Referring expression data

[Start of Attachment]

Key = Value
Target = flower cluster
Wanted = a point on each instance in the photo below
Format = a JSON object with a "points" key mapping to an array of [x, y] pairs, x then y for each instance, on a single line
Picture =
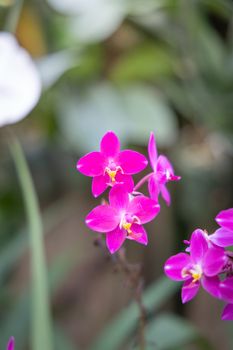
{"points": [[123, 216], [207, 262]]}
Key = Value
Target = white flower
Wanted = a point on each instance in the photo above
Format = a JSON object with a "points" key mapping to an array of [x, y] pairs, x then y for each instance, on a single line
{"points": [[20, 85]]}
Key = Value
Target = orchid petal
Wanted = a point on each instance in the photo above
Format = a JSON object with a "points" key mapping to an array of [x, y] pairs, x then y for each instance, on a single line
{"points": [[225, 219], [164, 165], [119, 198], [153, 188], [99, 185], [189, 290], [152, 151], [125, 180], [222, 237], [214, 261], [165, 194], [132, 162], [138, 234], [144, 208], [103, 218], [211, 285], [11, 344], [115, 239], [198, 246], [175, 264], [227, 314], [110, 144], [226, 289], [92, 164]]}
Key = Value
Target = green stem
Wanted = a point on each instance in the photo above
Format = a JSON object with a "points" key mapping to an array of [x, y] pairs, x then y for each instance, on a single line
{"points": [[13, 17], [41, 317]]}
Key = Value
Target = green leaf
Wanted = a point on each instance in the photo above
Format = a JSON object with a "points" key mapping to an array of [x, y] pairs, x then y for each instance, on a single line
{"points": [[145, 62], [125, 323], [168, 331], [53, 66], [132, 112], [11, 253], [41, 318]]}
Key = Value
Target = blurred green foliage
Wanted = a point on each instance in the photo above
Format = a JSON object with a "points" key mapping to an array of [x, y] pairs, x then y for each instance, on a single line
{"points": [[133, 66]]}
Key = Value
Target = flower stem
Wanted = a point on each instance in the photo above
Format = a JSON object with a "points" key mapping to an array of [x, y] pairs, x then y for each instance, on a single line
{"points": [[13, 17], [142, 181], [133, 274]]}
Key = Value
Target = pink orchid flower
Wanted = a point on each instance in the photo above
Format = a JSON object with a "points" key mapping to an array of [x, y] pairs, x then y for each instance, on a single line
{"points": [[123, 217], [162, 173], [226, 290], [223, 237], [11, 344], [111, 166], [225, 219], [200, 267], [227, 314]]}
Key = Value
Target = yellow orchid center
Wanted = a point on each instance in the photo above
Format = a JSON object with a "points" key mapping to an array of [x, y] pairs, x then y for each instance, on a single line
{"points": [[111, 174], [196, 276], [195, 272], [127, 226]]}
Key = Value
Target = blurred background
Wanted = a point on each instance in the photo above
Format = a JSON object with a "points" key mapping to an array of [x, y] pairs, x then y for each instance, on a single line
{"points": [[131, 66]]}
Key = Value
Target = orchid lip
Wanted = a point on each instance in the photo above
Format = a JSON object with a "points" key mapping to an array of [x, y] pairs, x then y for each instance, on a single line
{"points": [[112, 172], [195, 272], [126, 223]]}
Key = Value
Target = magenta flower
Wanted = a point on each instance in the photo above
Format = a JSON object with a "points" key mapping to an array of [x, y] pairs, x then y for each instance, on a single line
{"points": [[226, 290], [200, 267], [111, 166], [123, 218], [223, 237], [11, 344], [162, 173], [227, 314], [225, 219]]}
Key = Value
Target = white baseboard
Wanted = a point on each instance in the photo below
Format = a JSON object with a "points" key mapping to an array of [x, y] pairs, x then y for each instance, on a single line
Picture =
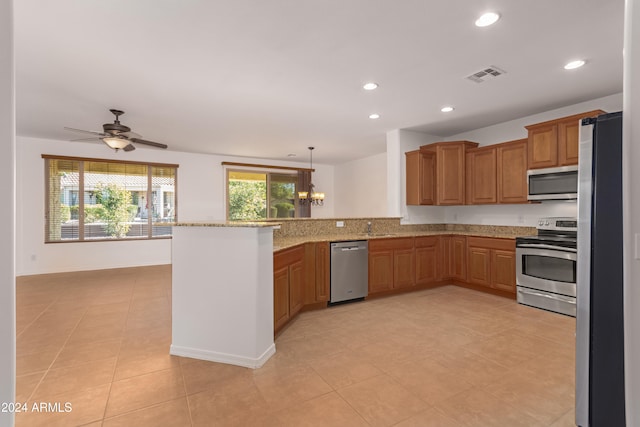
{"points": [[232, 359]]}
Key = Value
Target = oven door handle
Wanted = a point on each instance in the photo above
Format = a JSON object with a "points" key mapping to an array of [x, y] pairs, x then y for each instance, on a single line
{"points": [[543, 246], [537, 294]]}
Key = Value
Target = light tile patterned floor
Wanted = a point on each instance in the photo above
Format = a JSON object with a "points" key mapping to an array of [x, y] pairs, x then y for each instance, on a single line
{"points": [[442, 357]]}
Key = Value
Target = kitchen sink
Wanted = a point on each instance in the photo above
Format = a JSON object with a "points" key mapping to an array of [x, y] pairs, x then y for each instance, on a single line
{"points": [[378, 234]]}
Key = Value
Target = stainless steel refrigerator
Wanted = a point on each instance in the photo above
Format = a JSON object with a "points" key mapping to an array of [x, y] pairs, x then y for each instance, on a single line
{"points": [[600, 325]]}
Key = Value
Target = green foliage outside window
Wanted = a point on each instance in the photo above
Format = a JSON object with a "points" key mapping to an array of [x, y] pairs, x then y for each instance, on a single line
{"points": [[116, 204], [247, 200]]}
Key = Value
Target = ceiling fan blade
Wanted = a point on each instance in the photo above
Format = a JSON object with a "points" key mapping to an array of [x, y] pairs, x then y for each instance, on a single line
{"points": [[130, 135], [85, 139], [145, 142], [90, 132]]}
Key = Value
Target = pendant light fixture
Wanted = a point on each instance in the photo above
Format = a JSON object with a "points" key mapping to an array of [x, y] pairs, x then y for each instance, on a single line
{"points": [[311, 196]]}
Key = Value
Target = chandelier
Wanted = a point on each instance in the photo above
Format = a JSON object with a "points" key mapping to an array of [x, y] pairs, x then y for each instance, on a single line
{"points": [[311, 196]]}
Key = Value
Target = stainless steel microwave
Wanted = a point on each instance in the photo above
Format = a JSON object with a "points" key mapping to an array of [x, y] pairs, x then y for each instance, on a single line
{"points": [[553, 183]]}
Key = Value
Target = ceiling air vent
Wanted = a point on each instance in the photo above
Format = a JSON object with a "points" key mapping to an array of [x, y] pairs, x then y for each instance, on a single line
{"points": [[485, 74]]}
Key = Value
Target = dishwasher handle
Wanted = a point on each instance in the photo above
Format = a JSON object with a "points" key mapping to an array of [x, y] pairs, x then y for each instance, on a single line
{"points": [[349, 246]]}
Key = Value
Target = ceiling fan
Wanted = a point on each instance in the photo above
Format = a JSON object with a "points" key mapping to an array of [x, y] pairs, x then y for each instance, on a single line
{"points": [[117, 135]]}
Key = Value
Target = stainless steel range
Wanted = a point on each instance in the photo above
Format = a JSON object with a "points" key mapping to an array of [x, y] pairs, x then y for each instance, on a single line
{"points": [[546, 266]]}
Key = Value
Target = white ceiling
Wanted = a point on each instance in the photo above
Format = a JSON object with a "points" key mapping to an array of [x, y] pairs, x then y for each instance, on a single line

[End of Attachment]

▶ Requirement:
Copy out the lines of the data where the word "white" can be found.

▶ Task response:
Target = white flower
Target = white baseboard
Target = white ceiling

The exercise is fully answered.